BEGIN DATA SUPPLIED

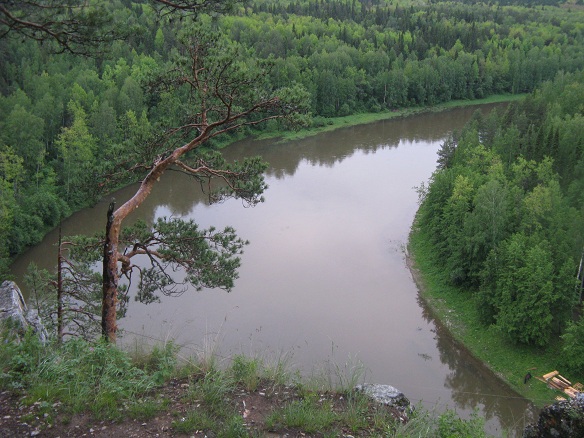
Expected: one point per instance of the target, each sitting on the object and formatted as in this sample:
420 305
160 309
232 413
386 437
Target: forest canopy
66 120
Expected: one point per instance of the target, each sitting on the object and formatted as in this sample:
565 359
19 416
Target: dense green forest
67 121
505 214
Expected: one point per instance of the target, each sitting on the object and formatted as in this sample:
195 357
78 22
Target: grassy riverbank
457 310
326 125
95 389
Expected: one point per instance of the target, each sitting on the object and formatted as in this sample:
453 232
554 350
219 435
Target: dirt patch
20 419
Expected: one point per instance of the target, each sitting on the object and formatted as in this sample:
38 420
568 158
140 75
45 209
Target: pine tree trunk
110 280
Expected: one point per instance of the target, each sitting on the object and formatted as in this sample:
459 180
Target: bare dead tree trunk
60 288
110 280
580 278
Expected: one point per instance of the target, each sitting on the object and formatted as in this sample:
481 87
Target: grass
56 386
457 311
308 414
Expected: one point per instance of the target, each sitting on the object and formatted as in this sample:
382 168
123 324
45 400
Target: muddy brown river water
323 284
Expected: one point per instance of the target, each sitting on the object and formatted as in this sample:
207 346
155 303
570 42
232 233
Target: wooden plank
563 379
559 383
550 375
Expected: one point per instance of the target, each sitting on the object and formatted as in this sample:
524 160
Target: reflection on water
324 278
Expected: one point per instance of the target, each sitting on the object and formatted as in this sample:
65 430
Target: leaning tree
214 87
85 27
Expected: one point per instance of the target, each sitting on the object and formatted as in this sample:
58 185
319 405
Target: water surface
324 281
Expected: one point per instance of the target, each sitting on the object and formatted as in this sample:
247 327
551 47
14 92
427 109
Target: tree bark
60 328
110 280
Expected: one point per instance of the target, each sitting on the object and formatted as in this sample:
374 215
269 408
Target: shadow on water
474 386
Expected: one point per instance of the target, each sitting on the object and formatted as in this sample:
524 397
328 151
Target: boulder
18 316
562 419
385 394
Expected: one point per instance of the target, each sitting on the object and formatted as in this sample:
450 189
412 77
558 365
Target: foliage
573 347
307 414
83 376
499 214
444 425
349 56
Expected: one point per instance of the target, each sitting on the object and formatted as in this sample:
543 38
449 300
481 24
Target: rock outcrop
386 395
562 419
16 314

END DATA SUPPLIED
BEGIN DATA SUPPLIED

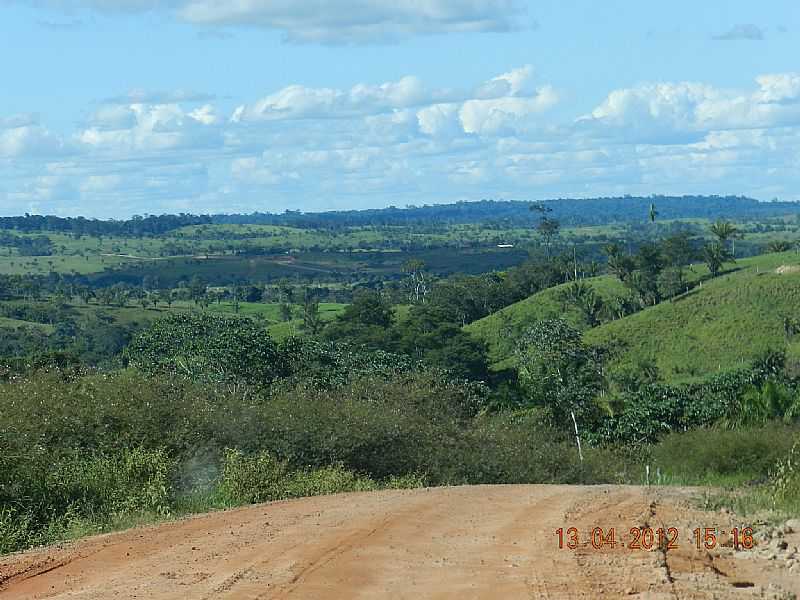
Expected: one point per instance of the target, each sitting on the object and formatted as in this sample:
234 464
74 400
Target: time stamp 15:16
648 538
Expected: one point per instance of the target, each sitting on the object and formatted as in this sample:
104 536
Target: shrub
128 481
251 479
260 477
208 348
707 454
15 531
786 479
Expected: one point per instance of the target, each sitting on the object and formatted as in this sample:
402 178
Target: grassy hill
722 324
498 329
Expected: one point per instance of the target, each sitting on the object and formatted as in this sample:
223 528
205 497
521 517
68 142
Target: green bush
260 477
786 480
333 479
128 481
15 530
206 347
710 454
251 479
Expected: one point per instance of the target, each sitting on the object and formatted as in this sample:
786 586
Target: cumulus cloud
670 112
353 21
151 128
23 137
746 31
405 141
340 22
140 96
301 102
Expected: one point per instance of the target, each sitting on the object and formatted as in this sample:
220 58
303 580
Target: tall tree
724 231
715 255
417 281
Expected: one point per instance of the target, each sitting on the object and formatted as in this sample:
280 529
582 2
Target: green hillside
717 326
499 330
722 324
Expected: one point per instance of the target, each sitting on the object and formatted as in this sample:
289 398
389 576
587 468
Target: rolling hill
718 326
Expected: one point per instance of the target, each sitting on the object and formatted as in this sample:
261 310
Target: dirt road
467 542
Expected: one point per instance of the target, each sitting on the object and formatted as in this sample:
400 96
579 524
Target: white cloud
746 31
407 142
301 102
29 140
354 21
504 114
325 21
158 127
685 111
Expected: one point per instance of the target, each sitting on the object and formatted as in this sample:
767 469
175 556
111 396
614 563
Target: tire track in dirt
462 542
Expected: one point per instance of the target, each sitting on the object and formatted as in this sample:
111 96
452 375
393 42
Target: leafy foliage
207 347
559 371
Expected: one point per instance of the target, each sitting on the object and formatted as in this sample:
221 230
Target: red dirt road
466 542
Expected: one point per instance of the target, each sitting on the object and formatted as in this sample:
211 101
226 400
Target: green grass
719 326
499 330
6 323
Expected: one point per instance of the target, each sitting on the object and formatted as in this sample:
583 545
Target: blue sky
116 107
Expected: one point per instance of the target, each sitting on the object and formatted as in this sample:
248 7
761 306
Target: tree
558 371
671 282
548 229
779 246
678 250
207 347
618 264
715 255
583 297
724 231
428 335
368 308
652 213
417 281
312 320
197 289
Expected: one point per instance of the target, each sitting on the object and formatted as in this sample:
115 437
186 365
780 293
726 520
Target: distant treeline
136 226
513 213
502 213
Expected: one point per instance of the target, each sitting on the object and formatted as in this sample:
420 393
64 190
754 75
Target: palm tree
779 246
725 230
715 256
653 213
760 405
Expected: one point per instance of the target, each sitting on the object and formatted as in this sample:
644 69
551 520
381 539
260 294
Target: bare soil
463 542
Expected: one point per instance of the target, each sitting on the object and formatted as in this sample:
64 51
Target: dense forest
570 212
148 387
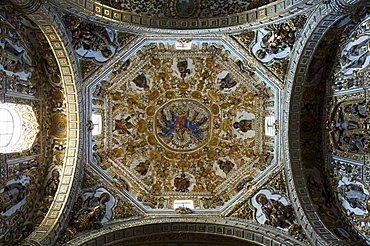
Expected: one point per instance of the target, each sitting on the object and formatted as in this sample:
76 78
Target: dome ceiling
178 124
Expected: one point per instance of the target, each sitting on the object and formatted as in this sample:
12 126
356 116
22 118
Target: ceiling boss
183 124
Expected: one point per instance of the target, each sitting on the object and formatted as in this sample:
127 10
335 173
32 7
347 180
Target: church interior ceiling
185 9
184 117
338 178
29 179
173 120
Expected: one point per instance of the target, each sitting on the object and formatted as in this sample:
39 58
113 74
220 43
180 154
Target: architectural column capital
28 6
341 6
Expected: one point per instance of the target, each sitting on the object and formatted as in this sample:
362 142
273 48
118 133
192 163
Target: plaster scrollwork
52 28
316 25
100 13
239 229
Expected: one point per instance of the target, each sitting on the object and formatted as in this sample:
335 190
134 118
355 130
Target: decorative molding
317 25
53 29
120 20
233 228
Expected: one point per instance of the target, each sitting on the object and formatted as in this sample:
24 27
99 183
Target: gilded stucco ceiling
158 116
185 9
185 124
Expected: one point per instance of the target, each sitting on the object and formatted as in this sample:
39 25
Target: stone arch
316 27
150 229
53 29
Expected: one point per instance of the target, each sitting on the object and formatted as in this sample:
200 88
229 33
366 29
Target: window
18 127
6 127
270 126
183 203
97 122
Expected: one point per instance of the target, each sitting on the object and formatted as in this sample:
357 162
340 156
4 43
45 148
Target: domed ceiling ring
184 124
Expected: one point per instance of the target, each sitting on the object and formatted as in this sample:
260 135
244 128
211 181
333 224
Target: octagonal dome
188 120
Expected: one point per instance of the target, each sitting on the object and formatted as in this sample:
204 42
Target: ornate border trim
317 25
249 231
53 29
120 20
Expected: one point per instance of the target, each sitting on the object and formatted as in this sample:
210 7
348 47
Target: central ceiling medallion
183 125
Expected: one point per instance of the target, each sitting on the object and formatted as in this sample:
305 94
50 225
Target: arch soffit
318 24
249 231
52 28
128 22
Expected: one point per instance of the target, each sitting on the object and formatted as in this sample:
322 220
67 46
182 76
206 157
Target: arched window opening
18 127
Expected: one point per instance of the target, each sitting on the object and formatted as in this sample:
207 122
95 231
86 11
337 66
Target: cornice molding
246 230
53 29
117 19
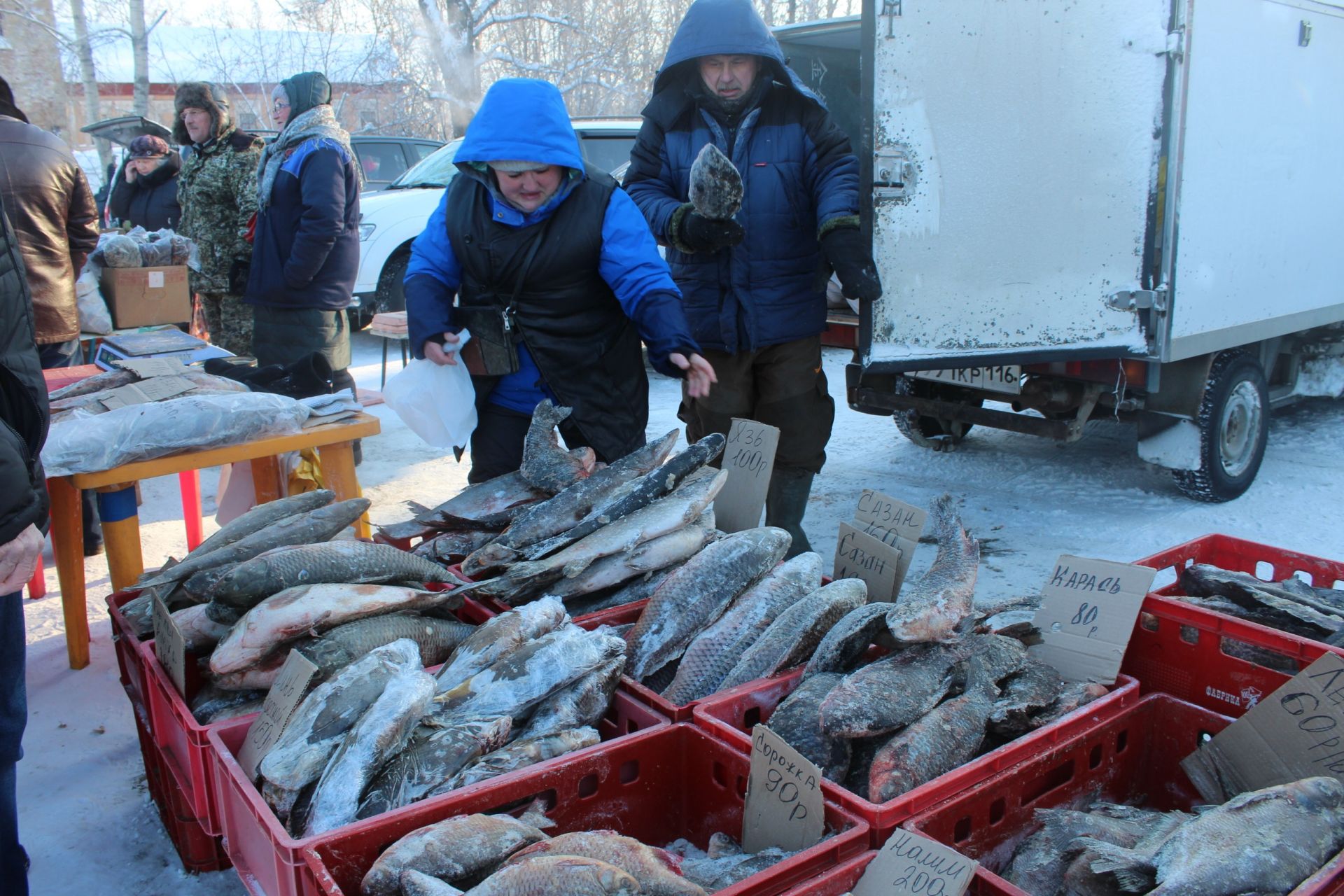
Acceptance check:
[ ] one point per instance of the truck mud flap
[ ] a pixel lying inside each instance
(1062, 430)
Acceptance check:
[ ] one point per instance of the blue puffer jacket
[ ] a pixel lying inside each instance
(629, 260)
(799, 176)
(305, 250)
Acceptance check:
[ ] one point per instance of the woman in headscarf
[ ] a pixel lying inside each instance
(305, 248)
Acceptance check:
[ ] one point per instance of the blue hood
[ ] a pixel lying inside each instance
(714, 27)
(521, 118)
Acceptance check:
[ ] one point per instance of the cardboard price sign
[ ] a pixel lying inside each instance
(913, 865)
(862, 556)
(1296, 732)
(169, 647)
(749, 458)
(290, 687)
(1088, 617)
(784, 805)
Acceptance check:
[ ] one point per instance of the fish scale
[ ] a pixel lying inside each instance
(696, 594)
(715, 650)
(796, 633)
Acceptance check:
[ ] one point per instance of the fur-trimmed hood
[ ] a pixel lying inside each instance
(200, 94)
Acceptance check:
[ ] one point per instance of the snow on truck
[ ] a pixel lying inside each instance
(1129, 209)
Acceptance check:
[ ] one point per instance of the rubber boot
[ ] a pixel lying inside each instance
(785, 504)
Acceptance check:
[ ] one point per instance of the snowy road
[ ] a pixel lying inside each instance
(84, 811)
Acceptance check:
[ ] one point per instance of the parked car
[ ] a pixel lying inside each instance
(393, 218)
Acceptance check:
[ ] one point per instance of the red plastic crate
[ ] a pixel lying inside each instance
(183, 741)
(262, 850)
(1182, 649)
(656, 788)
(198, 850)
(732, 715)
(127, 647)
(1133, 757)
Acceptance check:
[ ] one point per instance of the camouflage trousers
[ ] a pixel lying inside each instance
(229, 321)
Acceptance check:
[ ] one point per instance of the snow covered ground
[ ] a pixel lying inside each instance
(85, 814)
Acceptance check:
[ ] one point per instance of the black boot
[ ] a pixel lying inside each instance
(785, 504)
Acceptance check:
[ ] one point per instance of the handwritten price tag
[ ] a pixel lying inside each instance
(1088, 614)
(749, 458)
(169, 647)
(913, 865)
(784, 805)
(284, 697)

END DATA SUPPLIED
BEGIN DATA SUPPLIED

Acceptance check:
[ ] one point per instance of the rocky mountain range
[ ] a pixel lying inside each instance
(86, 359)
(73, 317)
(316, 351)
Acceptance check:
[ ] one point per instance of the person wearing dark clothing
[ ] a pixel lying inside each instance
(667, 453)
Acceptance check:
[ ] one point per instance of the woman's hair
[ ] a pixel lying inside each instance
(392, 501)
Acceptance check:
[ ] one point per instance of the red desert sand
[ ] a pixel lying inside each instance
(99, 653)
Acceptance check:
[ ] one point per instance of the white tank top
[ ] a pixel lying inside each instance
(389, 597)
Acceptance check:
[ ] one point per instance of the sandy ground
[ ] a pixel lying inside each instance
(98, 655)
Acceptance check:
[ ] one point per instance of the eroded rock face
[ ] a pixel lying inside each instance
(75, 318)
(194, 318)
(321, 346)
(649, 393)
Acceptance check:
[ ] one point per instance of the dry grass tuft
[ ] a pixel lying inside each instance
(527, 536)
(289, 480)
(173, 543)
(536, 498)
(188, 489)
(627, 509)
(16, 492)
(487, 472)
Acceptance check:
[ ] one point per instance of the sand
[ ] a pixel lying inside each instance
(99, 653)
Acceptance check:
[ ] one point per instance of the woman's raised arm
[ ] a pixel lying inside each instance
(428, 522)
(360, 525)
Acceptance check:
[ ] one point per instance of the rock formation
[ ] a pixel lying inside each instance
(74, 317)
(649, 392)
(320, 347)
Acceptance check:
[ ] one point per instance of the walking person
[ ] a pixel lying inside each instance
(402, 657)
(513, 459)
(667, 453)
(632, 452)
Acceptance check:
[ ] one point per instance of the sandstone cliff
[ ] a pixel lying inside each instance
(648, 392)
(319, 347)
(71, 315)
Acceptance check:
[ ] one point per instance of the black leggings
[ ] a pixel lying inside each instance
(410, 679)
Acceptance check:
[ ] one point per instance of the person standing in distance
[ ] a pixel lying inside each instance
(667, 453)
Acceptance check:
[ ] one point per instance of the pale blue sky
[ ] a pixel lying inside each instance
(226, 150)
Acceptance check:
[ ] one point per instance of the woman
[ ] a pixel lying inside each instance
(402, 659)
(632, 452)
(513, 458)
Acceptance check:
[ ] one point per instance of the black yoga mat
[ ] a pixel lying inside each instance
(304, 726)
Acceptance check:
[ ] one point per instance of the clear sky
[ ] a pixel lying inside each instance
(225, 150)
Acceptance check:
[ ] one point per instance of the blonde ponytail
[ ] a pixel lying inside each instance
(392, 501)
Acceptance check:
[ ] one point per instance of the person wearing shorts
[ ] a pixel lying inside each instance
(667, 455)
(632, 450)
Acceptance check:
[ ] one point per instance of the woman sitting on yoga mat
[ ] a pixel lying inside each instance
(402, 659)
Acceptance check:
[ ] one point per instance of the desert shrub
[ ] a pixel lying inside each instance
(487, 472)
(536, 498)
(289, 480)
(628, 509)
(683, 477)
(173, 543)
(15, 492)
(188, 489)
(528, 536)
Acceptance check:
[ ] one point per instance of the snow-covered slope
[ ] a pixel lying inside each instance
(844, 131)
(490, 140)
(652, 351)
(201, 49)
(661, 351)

END DATA SUPPLIED

§ **ACTION ITEM**
Reproduce every line of the records containing the string "black".

§ **WRITTEN SOLUTION**
[ ] one point per instance of the black boot
[ ] one point per instance of the black leggings
[ ] one point per instance of the black yoga mat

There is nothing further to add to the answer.